> TASK TO COMPLETE: Quote everything from "These were the" down to "the public cloud." in the article on cloud data security.

Operationalizing Data Security in the Cloud at Scale - Data Security Rules Explained Part 1

“Ok, I can see the data now, but what do I do with it?”

These were the words of a security leader after inventorying and classifying data in the cloud. As an industry, we’ve done it so infrequently that we have no real muscle memory to indicate what the obvious next step is after we gain visibility into our data.  We’ve found that in order to operationalize data security, visibility isn’t enough. The knowledge of where sensitive data resides has to be coupled with a generous amount of context before it has enough meaning to compel someone to take action. 

This isn’t a new problem. DLP alerts were notoriously vague and required skilled analysts to determine what events were meaningful and what wasn’t. One of the early stories we heard was about a Fortune 100 company who had a larger support staff for a DLP product than the DLP vendor had itself.  This would never fly in the hyperscale, automation-driven world of the public cloud.

> SUPPLIED RECORDS:
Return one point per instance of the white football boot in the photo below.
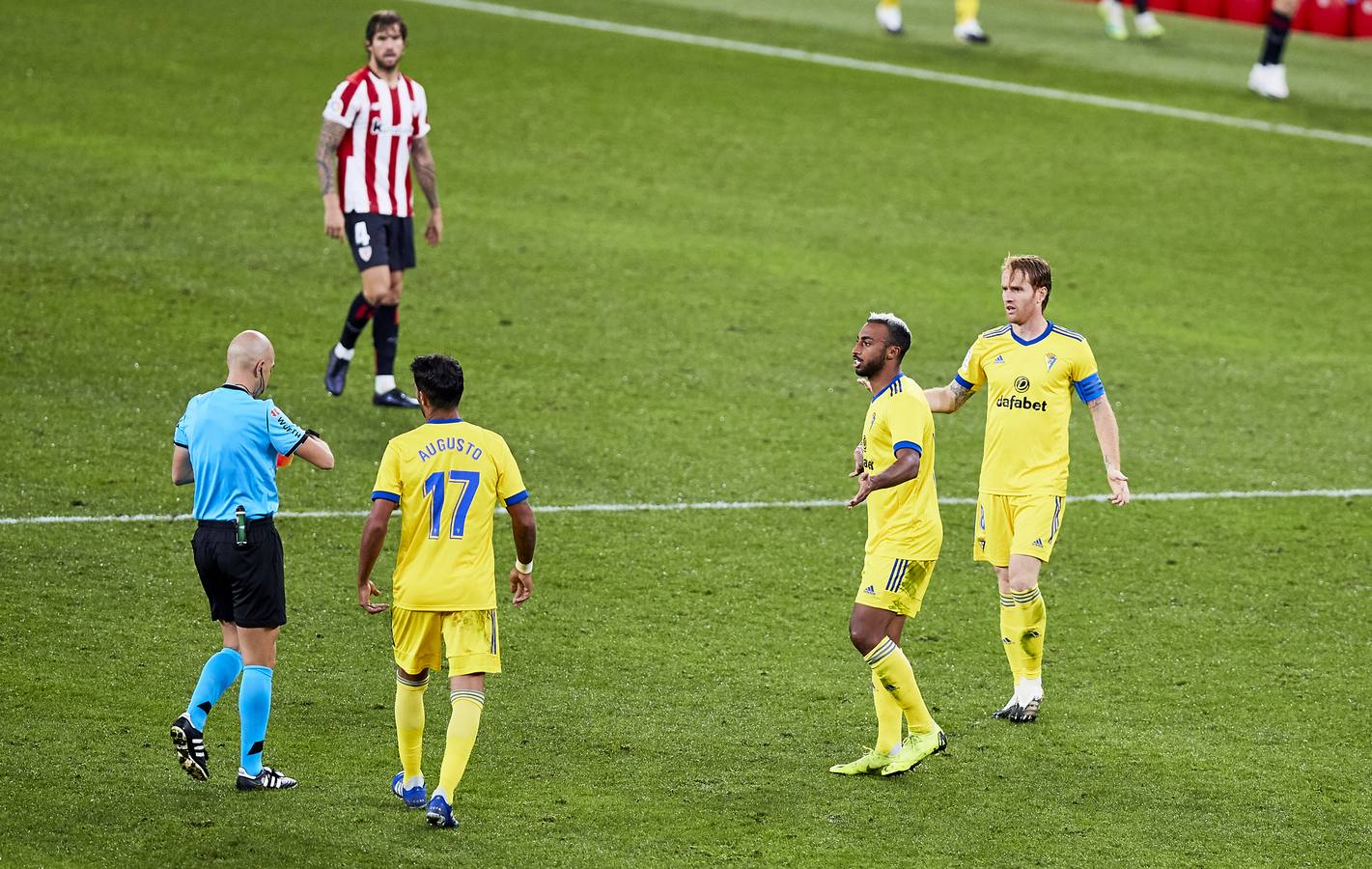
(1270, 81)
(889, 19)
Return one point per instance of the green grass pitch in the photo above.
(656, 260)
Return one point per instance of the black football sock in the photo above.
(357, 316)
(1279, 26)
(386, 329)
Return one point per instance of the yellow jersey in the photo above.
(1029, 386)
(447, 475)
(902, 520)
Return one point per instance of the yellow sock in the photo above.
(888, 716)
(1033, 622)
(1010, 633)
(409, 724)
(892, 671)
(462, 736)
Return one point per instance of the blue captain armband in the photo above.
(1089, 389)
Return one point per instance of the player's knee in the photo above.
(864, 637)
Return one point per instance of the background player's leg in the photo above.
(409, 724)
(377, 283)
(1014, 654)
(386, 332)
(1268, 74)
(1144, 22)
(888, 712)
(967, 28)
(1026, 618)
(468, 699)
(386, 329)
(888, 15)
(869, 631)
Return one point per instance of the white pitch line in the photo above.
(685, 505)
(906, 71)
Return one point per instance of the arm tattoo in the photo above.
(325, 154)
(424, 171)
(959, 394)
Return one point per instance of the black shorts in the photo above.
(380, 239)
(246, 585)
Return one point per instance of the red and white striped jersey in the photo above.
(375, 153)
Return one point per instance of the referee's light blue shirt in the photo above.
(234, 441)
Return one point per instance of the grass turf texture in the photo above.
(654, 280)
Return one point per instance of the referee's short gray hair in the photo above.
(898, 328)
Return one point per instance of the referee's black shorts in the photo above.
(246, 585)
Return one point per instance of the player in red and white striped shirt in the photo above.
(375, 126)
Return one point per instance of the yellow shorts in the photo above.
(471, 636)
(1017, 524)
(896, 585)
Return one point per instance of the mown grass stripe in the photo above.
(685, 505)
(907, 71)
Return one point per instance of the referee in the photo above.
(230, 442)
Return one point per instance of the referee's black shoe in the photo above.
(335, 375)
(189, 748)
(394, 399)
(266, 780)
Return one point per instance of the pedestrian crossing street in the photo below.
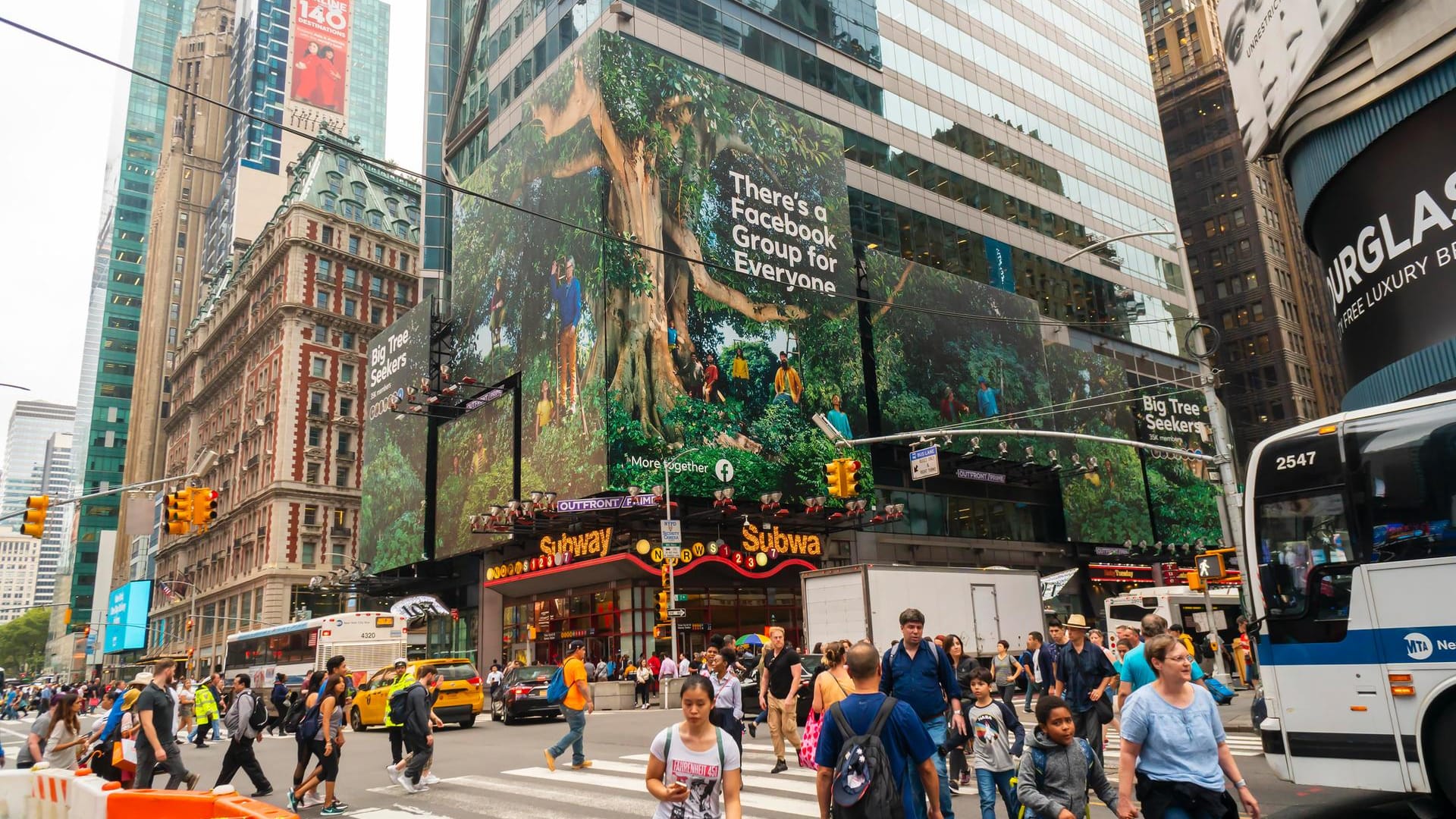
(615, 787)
* * *
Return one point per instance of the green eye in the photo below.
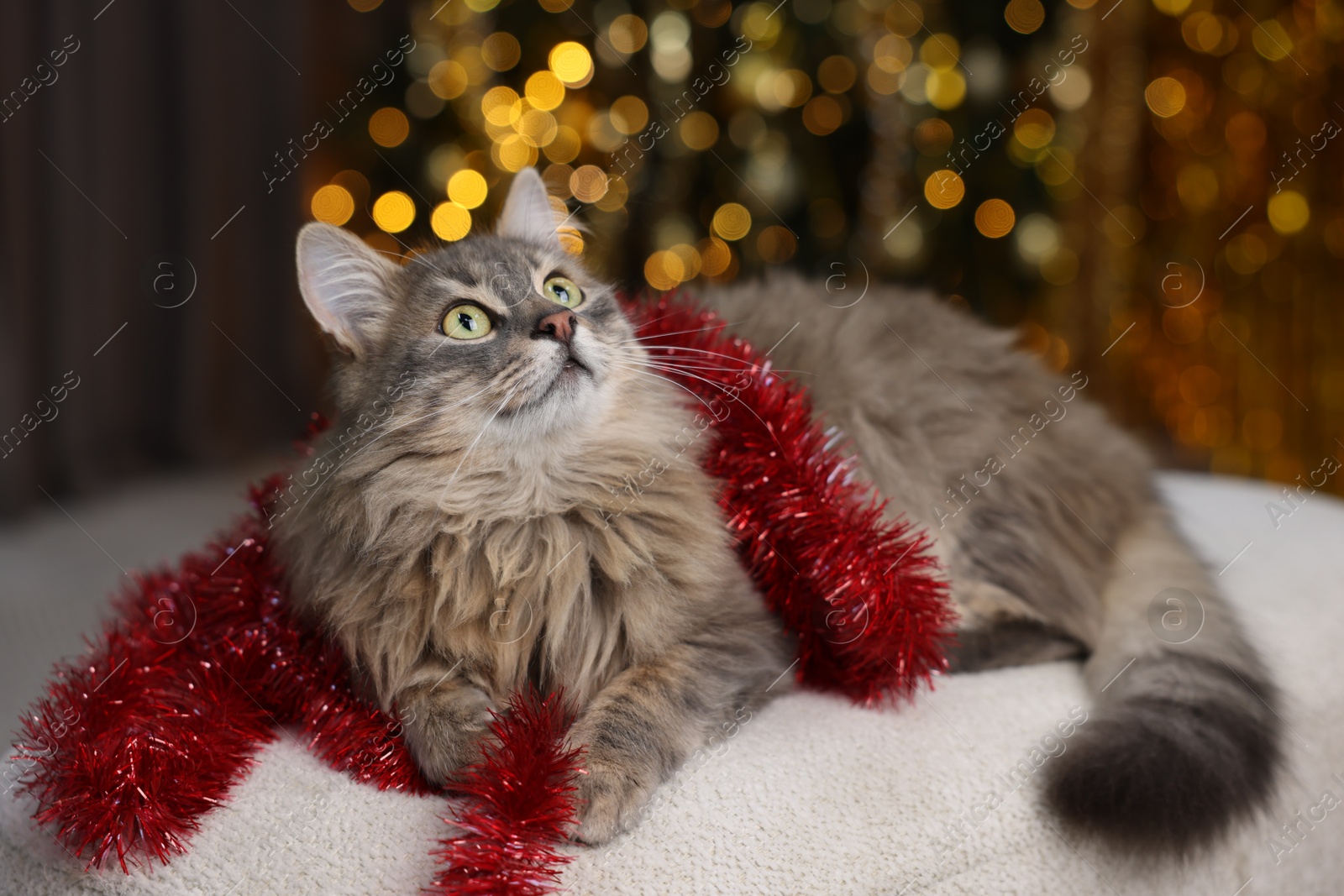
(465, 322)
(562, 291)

> EXERCISE ANSWER:
These were the words of a security leader after inventorying and classifying data in the cloud. As an industry, we’ve done it so infrequently that we have no real muscle memory to indicate what the obvious next step is after we gain visibility into our data.  We’ve found that in order to operationalize data security, visibility isn’t enough. The knowledge of where sensitive data resides has to be coupled with a generous amount of context before it has enough meaning to compel someone to take action. 

This isn’t a new problem. DLP alerts were notoriously vague and required skilled analysts to determine what events were meaningful and what wasn’t. One of the early stories we heard was about a Fortune 100 company who had a larger support staff for a DLP product than the DLP vendor had itself.  This would never fly in the hyperscale, automation-driven world of the public cloud.